ЗАДАНИЯ:
1. Переведите на английский язык предложение из текста о Бабьем Яре: «О том, к чему эта благая весть привела и во что она вылилась (буквально), сегодня хорошо известно: Куреневская катастрофа.»
2. Воспроизведите без изменений часть текста о Бабьем Яре от слов «Но — радуйтесь!» до слов «известно: Куреневская катастрофа.».
3. Продолжите текст о Бабьем Яре, начиная сразу после его последнего предложения.

ФРАГМЕНТ СТРАНИЦЫ:
━━━━

Надо ли сохранять овраг, как он есть? Мы, авторы этого письма, все участники Отечественной войны, жители Шевченковского района, обсудив этот вопрос, пришли к твердому убеждению: нет, не надо. Ведь в той же Ли-дице не стали сохранять пепелище и место расстрела такими, как они были после изгнания фашистов, а разбили здесь розарий. Думаем, что и в данном случае в Бабьем Яру надо создать парк с памятником в центре.

В. Ярхунов, депутат Шевченковского районного Совета депутатов трудящихся, Н. Власов, А. Ермаков, В. Есипов, А. Кончиц, П. Курочкин, А. Михайлов, В. Сараев[645].

А 3 марта 1960 года та же «Литературка» вернулась к теме и поместила материал, в котором уже не общественность, а начальство — заместитель председателя Киевского горисполкома — присоединилось к ветеранам и разъясняло читателям, что именно из-за неблагоустроенности самого района в Бабьем Яру до сих пор и не сооружен памятник.

Но — радуйтесь! Уже «в этом году начнутся работы по озеленению склонов Бабьего Яра, в ближайшее время там будет разбит парк, в центре которого, по решению правительства Украинской ССР, принятому в декабре 1959 года, будет в будущем установлен памятник-обелиск с мемориальной доской памяти советских граждан, замученных гитлеровцами в 1941 г.».

О том, к чему эта благая весть привела и во что она вылилась (буквально), сегодня хорошо известно: Куреневская катастрофа.

Тем не менее Некрасов четко поставил вопрос, а Евтушенко в 1961 году до предела его заострил, снайперски увязав то, что «над Бабьим Яром памятника нет», с подлинной и главной причиной этого отсутствия — с общесоветским антисемитизмом, помноженным на местный коэффициент.

━━━━

ФРАГМЕНТЫ ДАННЫХ:
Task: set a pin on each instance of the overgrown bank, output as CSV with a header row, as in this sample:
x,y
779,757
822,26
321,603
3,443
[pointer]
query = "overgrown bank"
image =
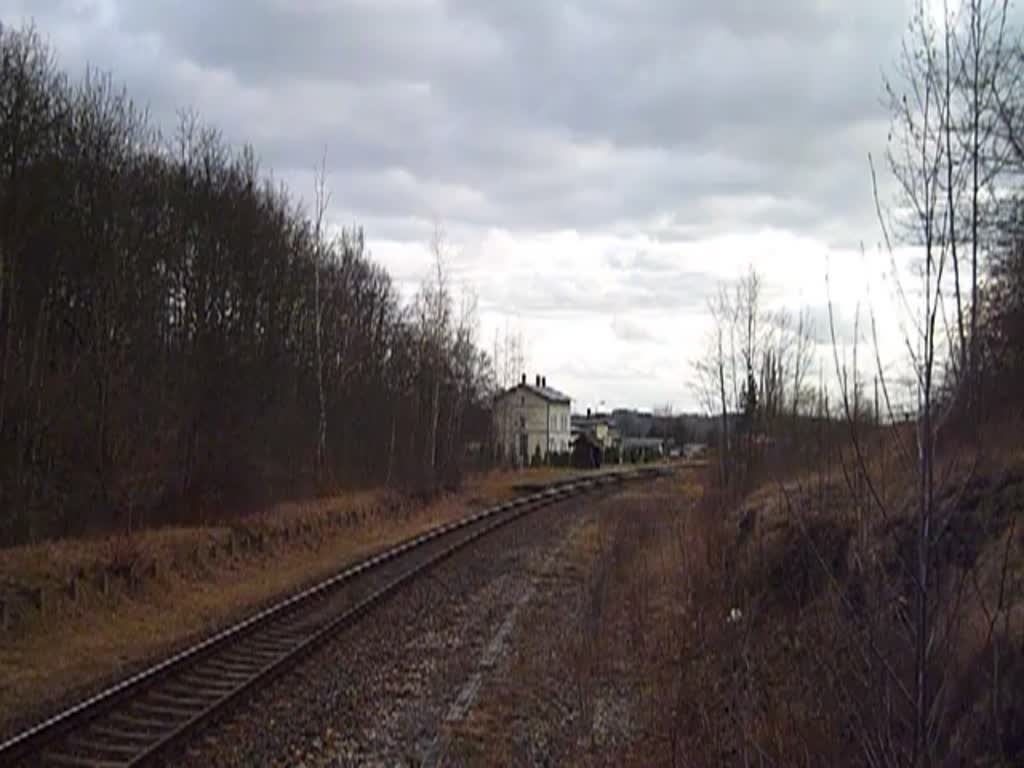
x,y
80,613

━━━━

ОТВЕТЫ К ЗАДАНИЯМ:
1. What this good news led to and what it poured out into (literally) is well known today: the Kurenivka disaster.

2.
Но — радуйтесь! Уже «в этом году начнутся работы по озеленению склонов Бабьего Яра, в ближайшее время там будет разбит парк, в центре которого, по решению правительства Украинской ССР, принятому в декабре 1959 года, будет в будущем установлен памятник-обелиск с мемориальной доской памяти советских граждан, замученных гитлеровцами в 1941 г.».

О том, к чему эта благая весть привела и во что она вылилась (буквально), сегодня хорошо известно: Куреневская катастрофа.

3.
Это же выражал и молодой поэт Юрий Каплан, еще в 1959 году написавший свою поэму «Бабий Яр». Она ходила в самиздате, имела своих поклонников[646], но в печать не прорвалась. Да и не могла пройти, коль скоро автору, честно принесшему ее штатному литконсультанту в так называемый «Кабинет молодого автора», отвечено было так:

«О чем Вы пишете, молодой человек? Да, погибли люди. Но погибли, собственно, бесславно. Не оказав врагу никакого сопротивления»[647].

«Но погибли бесславно!..» И это — о женщинах, стариках, детях, младенцах!..

1960. Бабий Яр могил

Проблемным еврейским местом в Киеве оставалось и Лукьяновское еврейское кладбище, на которое, как и на Бабий Яр, был устремлен горячий ликвидационный пыл городских властей.

К концу 1950-х гг. кладбище уже приобрело следующий, зафиксированный Виктором Некрасовым, жуткий вид:

... И еще одна трагедия.

Может быть, даже более страшная, чем смерть. Надругательство над ней. Дикое, постыдное, ужасное, непонятное...

Я иду по тенистой аллее. Тихо, пустынно, шуршат под ногами листья. А кругом... Кругом тысячи, десятки тысяч поверженных, разбитых, исковерканных памятников...

Сворачиваю в другую аллею, третью, четвертую... Та же картина. Многотонные гранитные, мраморные памятники в пыли, в осколках. Маленькие овальные портреты разбиты ударом камня. И так на протяжении... Не знаю, что сказать. Все памятники, все до единого, уничтожены. А их тут не сочтешь. Пятьдесят, сто тысяч... Город мертвых. В мавзолеях, склепах содран мрамор, на стенах надписи — лучше не читать...

Известно, что немцы в порыве слепой злобы уничтожили центральную аллею. На остальные не хватило сил и желания. Остальное совершено потом.

Кем?

Никто не знает или молчат.

Пьяное хулиганье? Но оно, вооружившись, допустим, ломами и молотками, могло справиться с десятком-другим памятников. Они сделаны добротно, на века, на свинцовом растворе.

Нет, это не хулиганье. Это работа планомерная, сознательная. С применением техники. Без бульдозера или трактора, а то и танка, не обойдёшься.

Иду дальше... Хоть бы один сохранился. Нет — все! И на дне оврага груды осколков. Не поленились подтащить и сбросить. За день, за два этого не сделаешь. Недели, месяцы...

И не в пустыне. В городе. Совсем рядом троллейбус, а в конце улицы Герцена (Герцена!), в полукилометре от кладбища, дача, в которой жил Хрущев...

Все это я обнаружил в конце пятидесятых годов. Случайно, гуляя... И онемел. Никто ничего мне об этом не говорил. А вот прошли годы. И у скольких людей там были похоронены отцы и деды. Значит, сюда приходили. И не только приходили. Некоторые из памятников, немного, может быть, сотня или две, были зацементированы в поверженном, лежачем положении, чтоб больше не сбивали...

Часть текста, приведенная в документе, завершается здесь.